AUFGABENÜBERSICHT:
[1] Wer durfte laut dem Text über das Rote Wien beim Zentralfriedhof das erste Krematorium planen und bauen?
[2] Führe den Text über das Rote Wien im Anschluss an seinen letzten Satz fort.

SEITENAUSZUG:
-----

Die erste Krebsberatungsstelle

1923 initiierte er die Schaffung des heutigen Julius-Tandler-Familienzentrums als Kinderübernahmestelle der Gemeinde Wien. Gemeinsam mit dem Chirurgen Leopold Schönbauer errichtete er in Wien die erste Krebsberatungsstelle. Als dritte Stadt weltweit kaufte Wien Radium, damit im Krankenhaus Lainz Krebspatienten bestrahlt werden konnten. Die Finanzierung musste der Finanzstadtrat Hugo Breitner übernehmen, der Tandler deswegen als seinen „teuersten Freund“ bezeichnete.

Streit ums Krematorium

Selbst der Tod sollte sozialdemokratisch inszeniert werden. Da sich die katholische Kirche strikt gegen die Feuerbestattung aussprach, war es ein Akt des Bekenntnisses, wenn das „Rote Wien“ für die Leichenverbrennung eintrat. Nach heftigen Auseinandersetzungen durfte Clemens Holzmeister beim Zentralfriedhof das erste Krematorium planen und bauen.

In den frühen Dreißigerjahren wirkte Tandler auch im Rahmen der Hygienesektion des Völkerbundes mit, der Vorläuferorganisation der Vereinten Nationen.

Als die sozialdemokratischen Einrichtungen nach dem Bürgerkrieg im Februar 1934 von der Regierung Dollfuß verboten wurden, war auch für den Stadtrat Tandler das Ende seiner Arbeit gekommen. Der zwangsweise Pensionierte ließ sich von den Sowjets als Berater für die Moskauer Spitalsreform engagieren. In Moskau ist er auch gestorben.

-----

BEREITGESTELLTE DATEN:

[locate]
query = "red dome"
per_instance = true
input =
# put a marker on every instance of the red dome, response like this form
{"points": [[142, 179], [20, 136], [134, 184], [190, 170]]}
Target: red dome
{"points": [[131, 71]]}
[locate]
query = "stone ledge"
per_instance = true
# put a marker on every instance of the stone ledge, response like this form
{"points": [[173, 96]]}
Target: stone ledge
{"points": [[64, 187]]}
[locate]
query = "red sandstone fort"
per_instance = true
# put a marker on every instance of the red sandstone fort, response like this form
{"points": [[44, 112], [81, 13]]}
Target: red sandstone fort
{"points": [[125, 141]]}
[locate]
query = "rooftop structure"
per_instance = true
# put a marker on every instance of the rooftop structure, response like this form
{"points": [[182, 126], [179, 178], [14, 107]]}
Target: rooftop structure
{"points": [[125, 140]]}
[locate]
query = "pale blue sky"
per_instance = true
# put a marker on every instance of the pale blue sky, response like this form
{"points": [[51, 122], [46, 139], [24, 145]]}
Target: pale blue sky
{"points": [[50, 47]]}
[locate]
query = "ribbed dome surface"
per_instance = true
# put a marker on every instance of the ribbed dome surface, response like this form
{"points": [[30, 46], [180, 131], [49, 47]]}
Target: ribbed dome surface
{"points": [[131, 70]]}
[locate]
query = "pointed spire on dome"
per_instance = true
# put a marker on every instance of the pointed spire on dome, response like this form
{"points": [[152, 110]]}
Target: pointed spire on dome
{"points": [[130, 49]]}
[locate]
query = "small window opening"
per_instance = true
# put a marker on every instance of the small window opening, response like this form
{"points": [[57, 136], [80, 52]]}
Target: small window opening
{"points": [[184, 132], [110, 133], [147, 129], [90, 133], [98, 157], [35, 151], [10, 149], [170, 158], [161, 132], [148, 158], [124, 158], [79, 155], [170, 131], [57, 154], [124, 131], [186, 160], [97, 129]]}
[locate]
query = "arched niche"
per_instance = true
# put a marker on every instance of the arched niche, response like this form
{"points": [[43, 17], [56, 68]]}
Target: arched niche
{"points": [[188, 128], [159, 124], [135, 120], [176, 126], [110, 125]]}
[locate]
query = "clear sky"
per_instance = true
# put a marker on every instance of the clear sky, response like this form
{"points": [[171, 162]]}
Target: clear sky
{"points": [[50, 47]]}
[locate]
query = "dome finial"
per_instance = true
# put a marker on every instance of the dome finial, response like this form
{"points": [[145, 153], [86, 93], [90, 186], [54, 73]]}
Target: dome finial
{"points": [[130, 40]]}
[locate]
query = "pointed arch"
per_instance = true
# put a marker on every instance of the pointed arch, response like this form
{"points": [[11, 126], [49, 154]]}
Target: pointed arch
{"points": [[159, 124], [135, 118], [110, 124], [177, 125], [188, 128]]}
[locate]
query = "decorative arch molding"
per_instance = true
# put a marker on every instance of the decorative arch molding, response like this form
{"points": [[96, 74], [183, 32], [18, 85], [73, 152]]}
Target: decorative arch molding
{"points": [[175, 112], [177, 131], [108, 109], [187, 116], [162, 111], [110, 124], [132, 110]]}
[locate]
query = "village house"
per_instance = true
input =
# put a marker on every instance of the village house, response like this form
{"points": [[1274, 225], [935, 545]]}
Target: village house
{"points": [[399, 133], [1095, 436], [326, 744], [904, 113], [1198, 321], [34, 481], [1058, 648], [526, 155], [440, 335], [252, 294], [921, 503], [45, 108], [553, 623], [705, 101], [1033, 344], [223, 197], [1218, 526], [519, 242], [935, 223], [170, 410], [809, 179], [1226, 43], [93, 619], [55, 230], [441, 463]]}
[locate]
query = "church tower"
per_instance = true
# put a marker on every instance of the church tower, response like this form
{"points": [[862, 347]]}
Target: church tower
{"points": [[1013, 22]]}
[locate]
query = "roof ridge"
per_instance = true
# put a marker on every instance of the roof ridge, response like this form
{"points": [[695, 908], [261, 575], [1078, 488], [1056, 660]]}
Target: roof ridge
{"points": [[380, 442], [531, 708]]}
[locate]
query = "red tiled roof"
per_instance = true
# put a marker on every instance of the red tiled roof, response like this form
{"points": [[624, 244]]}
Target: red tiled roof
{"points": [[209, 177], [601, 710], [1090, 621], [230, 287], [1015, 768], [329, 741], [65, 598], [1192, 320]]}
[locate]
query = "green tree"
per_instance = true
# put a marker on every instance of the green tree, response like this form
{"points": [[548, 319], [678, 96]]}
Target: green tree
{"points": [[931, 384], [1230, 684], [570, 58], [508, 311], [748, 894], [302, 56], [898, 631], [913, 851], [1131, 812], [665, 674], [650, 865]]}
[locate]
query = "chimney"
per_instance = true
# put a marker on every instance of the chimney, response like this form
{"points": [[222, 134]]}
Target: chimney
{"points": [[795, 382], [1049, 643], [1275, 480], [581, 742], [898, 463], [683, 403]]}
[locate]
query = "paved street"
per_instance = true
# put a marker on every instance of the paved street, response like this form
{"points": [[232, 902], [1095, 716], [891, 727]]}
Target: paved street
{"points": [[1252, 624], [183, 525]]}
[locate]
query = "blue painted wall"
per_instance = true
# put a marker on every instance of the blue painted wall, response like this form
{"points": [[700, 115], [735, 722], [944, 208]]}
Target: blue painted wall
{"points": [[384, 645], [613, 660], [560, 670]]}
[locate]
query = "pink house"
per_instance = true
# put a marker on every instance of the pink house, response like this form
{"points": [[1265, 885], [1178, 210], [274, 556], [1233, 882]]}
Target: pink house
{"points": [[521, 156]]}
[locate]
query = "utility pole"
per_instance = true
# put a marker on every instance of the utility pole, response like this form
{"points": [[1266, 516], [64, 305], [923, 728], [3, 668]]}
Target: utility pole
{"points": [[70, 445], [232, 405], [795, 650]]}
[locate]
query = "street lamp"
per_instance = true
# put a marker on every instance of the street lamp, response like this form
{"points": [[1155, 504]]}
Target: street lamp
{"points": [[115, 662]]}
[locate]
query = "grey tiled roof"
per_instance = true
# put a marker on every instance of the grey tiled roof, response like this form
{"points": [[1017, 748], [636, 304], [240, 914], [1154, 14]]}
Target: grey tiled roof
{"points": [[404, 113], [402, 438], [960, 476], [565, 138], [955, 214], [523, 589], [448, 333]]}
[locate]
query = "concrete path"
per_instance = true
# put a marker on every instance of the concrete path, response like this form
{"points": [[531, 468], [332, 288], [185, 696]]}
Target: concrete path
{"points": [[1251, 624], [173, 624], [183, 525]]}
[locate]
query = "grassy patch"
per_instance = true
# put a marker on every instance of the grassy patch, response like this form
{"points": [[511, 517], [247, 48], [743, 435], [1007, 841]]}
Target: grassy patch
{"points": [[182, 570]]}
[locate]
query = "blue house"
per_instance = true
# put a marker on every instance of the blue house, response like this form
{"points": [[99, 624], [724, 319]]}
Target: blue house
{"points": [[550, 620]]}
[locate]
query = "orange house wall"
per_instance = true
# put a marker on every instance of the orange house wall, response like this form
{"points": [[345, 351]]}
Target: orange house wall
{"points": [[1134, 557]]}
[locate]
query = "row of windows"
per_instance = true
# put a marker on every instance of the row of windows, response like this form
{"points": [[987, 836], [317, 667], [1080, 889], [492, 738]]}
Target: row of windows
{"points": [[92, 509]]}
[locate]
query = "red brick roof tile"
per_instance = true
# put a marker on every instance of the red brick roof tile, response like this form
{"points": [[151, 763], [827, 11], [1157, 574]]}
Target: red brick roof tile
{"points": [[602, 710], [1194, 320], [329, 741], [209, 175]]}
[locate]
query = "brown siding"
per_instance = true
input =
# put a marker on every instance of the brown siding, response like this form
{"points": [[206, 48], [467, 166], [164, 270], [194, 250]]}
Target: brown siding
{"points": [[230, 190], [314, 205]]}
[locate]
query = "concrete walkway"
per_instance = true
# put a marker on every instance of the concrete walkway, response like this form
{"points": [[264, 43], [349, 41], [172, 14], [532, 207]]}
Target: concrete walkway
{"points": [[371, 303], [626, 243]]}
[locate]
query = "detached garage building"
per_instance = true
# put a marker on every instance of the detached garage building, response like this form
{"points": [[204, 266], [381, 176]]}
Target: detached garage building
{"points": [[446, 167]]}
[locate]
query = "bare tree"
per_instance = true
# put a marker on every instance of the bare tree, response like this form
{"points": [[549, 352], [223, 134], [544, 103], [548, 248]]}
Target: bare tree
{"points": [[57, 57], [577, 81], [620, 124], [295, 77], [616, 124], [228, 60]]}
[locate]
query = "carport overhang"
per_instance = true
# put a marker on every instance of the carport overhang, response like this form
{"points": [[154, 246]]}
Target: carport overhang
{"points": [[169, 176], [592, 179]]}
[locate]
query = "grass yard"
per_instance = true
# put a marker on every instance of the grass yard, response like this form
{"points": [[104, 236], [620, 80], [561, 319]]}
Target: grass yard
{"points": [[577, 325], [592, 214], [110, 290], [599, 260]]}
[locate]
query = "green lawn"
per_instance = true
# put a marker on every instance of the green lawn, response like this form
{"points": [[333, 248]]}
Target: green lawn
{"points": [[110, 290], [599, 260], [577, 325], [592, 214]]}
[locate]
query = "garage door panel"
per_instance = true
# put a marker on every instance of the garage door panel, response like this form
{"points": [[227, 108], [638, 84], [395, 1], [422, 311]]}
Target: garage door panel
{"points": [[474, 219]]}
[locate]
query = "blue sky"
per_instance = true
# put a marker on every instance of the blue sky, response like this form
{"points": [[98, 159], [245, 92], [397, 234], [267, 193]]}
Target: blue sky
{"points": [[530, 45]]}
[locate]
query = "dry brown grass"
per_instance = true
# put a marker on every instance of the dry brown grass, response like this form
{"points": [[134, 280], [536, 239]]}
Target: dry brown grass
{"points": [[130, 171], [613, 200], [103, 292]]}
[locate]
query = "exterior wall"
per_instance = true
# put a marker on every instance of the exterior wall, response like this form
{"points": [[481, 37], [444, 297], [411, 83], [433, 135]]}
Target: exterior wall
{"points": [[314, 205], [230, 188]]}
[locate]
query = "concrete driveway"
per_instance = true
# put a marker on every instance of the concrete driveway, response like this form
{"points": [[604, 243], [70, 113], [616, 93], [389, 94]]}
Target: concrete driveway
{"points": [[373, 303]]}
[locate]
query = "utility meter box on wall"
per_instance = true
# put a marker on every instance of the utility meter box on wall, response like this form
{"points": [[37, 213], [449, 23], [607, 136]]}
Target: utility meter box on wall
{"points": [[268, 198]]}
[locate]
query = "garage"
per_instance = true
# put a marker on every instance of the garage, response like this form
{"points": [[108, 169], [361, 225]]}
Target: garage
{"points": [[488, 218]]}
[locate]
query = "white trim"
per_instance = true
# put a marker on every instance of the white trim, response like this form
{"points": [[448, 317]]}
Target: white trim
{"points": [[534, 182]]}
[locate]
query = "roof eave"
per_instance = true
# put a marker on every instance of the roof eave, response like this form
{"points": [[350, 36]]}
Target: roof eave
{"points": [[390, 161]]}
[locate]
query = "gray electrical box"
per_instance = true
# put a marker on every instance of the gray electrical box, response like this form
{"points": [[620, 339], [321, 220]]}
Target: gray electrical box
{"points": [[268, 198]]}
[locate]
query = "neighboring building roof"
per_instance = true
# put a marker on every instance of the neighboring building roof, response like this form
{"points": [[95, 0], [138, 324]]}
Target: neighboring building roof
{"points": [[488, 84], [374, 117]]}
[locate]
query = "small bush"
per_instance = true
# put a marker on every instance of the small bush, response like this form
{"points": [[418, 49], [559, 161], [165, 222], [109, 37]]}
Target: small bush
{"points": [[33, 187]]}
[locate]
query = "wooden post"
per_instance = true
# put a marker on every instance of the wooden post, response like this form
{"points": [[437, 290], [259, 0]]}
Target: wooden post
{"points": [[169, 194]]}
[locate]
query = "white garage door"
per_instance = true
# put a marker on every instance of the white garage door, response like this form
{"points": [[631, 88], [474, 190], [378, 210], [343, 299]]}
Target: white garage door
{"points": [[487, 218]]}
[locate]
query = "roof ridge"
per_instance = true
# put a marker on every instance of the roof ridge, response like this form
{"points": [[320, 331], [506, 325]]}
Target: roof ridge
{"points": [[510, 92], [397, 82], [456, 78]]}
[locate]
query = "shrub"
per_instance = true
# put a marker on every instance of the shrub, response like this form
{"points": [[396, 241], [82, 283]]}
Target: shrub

-----

ANTWORTEN NACH AUFGABEN:
[1] Clemens Holzmeister.

[2]
So erfolgreich die Sozialdemokratie in der Millionenstadt Wien auch arbeitete – auf Bundesebene verdüsterte sich die wirtschaftliche und gesellschaftliche Situation zusehends. Nach 1920, als die Große Koalition in Scherben ging, hatten die Christlichsozialen die Macht im Lande. Die prägende Figur war Bundeskanzler Ignaz Seipel, ein Priester, ein Gelehrter und Sozialpolitiker. Sein ebenbürtiger Gegner war Otto Bauer, der zwischen den Pragmatikern und den Scharfmachern in seiner Partei so lange lavierte, bis ihm die Kontrolle über die Massen entglitt. Zwei bewaffnete Parteiarmeen standen einander ohne Gnade gegenüber. Die Explosion aufgestauter Wut (Justizpalastbrand, 1927) sollte der Anfang vom Ende der Ersten Republik werden.